PROBLEM DETAILS: Print the listing below word for word, leaving out the pictures.
# START OF INPUT MATERIAL
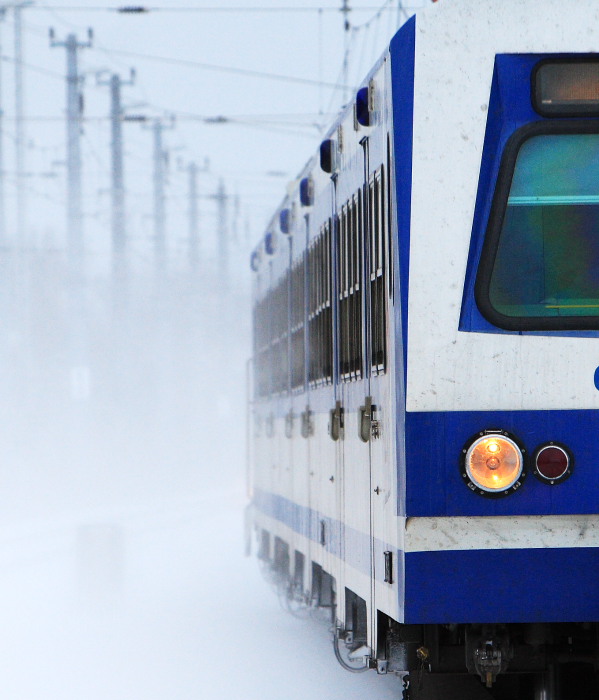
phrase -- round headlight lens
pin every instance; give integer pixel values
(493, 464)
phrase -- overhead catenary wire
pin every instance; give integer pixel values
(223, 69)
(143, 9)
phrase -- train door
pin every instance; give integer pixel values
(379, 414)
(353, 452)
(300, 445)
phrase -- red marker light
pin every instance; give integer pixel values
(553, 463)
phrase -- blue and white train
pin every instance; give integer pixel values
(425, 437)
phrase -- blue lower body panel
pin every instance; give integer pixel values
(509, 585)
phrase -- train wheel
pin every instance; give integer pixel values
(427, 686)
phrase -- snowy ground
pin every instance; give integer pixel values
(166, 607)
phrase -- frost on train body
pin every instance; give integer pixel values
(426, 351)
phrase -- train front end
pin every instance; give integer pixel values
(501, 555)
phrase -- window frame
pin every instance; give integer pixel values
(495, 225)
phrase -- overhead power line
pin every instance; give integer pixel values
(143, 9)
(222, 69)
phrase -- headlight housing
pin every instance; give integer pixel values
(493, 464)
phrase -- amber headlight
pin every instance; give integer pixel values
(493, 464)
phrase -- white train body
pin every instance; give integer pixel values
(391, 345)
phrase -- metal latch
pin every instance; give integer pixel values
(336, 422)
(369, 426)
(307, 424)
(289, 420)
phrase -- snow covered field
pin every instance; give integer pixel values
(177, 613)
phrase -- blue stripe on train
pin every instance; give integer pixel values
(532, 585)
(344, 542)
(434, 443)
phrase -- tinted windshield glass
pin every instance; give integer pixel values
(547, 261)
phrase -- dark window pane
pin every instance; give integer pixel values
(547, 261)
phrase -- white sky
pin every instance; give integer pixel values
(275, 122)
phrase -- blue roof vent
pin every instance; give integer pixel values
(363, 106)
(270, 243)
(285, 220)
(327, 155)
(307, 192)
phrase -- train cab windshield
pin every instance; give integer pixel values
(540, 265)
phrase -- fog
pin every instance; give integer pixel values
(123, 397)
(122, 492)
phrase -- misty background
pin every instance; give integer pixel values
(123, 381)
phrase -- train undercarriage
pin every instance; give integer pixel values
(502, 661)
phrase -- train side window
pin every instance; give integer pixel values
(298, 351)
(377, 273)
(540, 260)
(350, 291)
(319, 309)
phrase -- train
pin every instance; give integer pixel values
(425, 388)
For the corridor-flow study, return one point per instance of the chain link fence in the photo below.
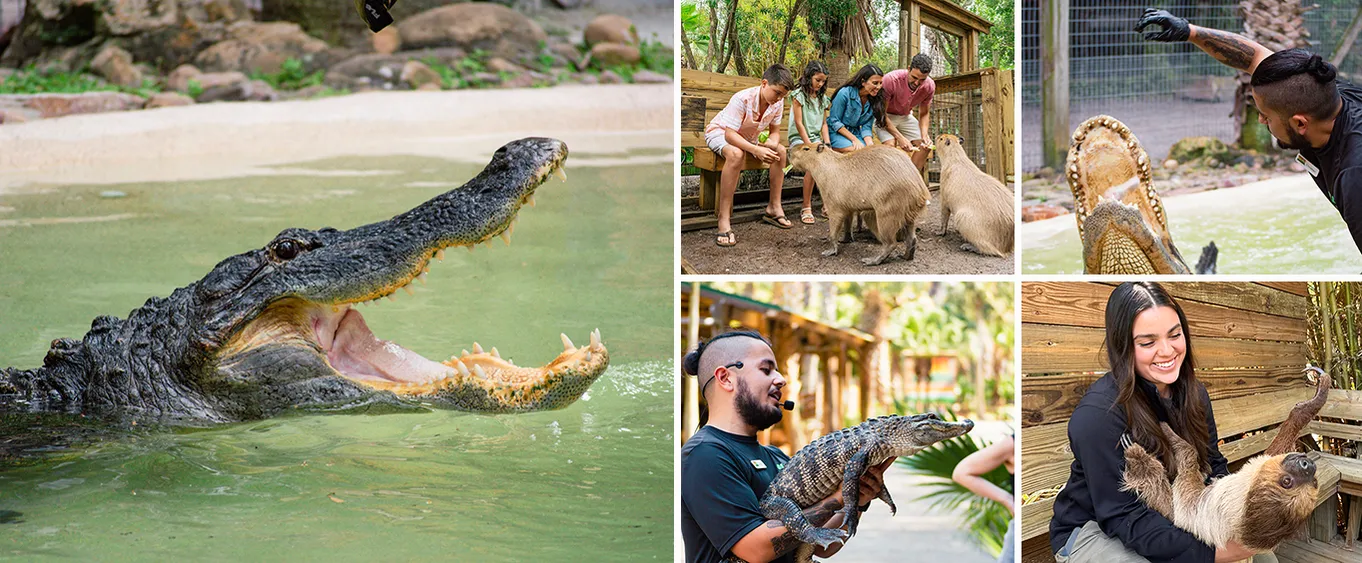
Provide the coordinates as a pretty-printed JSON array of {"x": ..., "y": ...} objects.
# END OF INPUT MATERIAL
RESULT OF THIS EXERCISE:
phrase -- round headlight lens
pin every instance; give integer pixel values
(493, 464)
phrase -- overhead catenary wire
pin every instance; give integer pixel values
(223, 69)
(143, 9)
phrase -- train door
pin every instance; give integer pixel values
(379, 414)
(353, 452)
(300, 445)
phrase -- red marker light
pin every instance; give integer pixel values
(553, 463)
phrase -- blue and white train
pin every instance; give integer pixel values
(425, 437)
phrase -- blue lower body panel
pin every instance; give integer pixel values
(509, 585)
phrase -- train wheel
pin every instance; give integer pixel values
(427, 686)
phrase -- snowy ground
pin every instance; give integer pixel values
(166, 607)
phrase -- frost on train body
pin every instance; give integer pixel values
(426, 351)
phrase -- train front end
pin every instance; give integer pixel values
(501, 555)
phrase -- window frame
pin every instance; give integer pixel values
(495, 225)
phrase -- overhead power line
pin every instance; give integer pixel values
(143, 9)
(222, 69)
phrase -- headlight housing
pin every instance; give integer pixel values
(493, 464)
phrase -- amber headlight
pin every instance; give integer pixel values
(493, 464)
phrase -- white train body
pin every instance; give integer pixel values
(391, 345)
phrase -- metal latch
pin every instance; give integer pixel values
(336, 422)
(369, 426)
(307, 424)
(289, 420)
phrase -- snow covered field
pin every instance; give integer pixel values
(177, 613)
phrase -- blue stripe on train
pin every instance; give integer pixel values
(532, 585)
(344, 542)
(434, 443)
phrase -- tinted windshield glass
pin every instance; give integer pixel values
(547, 261)
phrase -- dark window pane
pin every instance; give integer pixel values
(547, 261)
phrase -- white sky
pin every instance; give integer pixel values
(275, 122)
phrase -- blue roof vent
pin every instance; give integer pixel values
(363, 106)
(270, 243)
(285, 220)
(327, 155)
(307, 192)
phrase -- train cab windshield
pin every instance; give integer pixel values
(540, 265)
phrase -- fog
pin every instance; give integer pixel values
(123, 397)
(122, 492)
phrase -- misty background
pin every instance; give integer pixel values
(123, 381)
phrase -- train undercarriage
pin every instance; give integer pixel values
(502, 661)
phrase -- train side window
pin every instance; give integer pixel values
(298, 351)
(377, 273)
(540, 260)
(350, 291)
(319, 309)
phrase -- train
pin every instance; give integer pixel values
(425, 388)
For the corridor-flow study, return one point per instance of the chain link fence in the photo below.
Provide the coordinates as a pretty-printed JSON array of {"x": ..., "y": ...} objects.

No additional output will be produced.